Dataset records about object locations
-- BEGIN --

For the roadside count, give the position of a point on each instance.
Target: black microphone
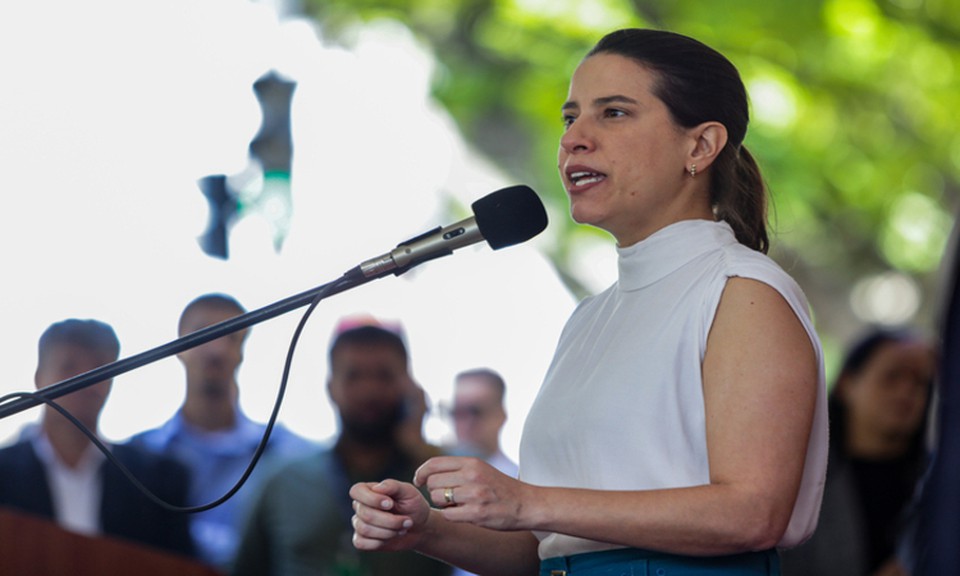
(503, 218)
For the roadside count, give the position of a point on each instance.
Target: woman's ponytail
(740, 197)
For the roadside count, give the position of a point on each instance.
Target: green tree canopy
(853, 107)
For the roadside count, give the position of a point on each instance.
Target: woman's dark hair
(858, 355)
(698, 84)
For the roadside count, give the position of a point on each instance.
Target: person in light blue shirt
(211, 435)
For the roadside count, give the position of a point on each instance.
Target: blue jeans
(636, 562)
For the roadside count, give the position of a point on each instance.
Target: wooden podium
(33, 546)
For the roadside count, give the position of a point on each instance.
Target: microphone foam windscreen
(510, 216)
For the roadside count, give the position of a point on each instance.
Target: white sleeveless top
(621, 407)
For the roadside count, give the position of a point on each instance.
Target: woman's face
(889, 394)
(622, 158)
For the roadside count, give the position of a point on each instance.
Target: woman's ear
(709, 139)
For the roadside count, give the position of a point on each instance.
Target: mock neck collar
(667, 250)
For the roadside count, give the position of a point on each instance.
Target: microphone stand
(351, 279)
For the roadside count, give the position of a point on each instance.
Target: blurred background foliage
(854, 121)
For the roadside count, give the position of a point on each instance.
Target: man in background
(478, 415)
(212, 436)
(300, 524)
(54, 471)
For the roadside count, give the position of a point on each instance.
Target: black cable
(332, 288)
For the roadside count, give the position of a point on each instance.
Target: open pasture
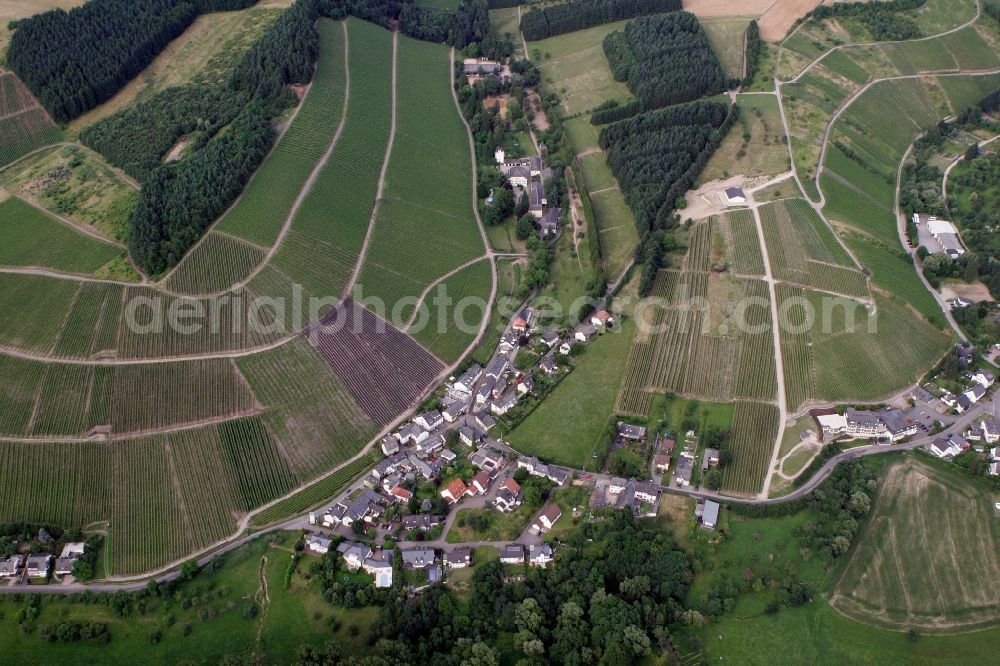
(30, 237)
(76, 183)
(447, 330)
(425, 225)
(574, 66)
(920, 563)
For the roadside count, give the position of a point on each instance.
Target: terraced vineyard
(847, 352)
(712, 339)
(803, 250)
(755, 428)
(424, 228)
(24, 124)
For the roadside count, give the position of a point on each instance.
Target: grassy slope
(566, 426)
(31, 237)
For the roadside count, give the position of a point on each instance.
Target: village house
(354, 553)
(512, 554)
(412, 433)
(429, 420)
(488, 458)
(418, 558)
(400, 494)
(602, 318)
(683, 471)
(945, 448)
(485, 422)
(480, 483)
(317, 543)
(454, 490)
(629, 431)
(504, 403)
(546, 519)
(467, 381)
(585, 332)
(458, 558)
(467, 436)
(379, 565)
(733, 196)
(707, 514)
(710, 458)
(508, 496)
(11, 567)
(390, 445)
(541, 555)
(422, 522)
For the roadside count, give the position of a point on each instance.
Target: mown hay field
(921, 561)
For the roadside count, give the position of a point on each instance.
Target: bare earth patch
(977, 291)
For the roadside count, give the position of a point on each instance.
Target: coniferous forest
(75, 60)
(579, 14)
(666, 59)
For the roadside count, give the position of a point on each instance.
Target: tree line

-- END --

The pictures should not appear in the copy; every other part of the records above must be returned exactly.

### Answer to this exercise
For the roadside count, give the position of a point on each instance.
Target: black microphone
(503, 218)
For the roadside count, give the position of a point on each instance.
Target: woman's ponytail
(740, 197)
For the roadside count, give the position of a point on each instance.
Target: green tree canopy
(853, 107)
For the roadside count, give the position of a point on each instance.
Target: woman's dark hair
(858, 355)
(698, 84)
For the roadside count, give the position of a point on each instance.
Target: person in light blue shirt
(211, 435)
For the roadside count, give the position of a point on each instance.
Target: blue jeans
(636, 562)
For the roadside count, give the position of a point on each instance.
Target: wooden podium
(33, 546)
For the roadside count, give the position of a point on each instance.
Target: microphone foam windscreen
(510, 216)
For the roadside count, give the position of a point on each instance.
Target: white sleeveless top
(621, 407)
For the roadside count, give the position of a point on each instance.
Target: woman's face
(889, 394)
(622, 158)
For the roadside count, give the position of a point on each instance.
Target: woman's ear
(709, 139)
For the roadside count, give the position of a point on each instance.
Target: mock neck collar
(667, 250)
For the roadside count, give the position of a point on each instance.
Target: microphone stand
(351, 279)
For the roadside count, give the position of a point on each instance.
Target: blurred background foliage
(854, 121)
For the roadside count, give the position of a point on each instance.
Target: man in background
(478, 415)
(212, 436)
(300, 524)
(54, 471)
For the roadside count, give the position of a point on each instance.
Target: black cable
(332, 288)
For the roadside count, give the position of a point on each instance.
Target: open pasture
(30, 237)
(76, 183)
(447, 330)
(425, 225)
(574, 66)
(920, 563)
For the roadside count, give the position of a point on each instance.
Target: terraced vineyard
(847, 352)
(712, 339)
(803, 250)
(755, 428)
(424, 228)
(24, 124)
For the roadside count, give the position of a point on each instance.
Target: grassy slope
(566, 426)
(31, 237)
For the roadside count, give the position of a point on each instance.
Target: village house
(354, 553)
(512, 554)
(412, 433)
(429, 420)
(488, 458)
(418, 558)
(400, 494)
(602, 318)
(683, 471)
(945, 448)
(485, 422)
(480, 483)
(317, 543)
(454, 490)
(629, 431)
(504, 403)
(546, 519)
(467, 381)
(585, 332)
(458, 558)
(467, 436)
(379, 565)
(733, 196)
(707, 514)
(710, 458)
(508, 496)
(11, 567)
(390, 445)
(541, 555)
(422, 522)
For the roadside count, give the position of a point on each instance.
Target: mown hay field
(921, 561)
For the roadside count, give the position of a point on each instance.
Target: bare earth patch
(977, 291)
For the roadside count, give the position of a point on each instance.
Target: coniferous forest
(75, 60)
(579, 14)
(666, 59)
For the roadside count, give the position of a point on each instance.
Target: tree line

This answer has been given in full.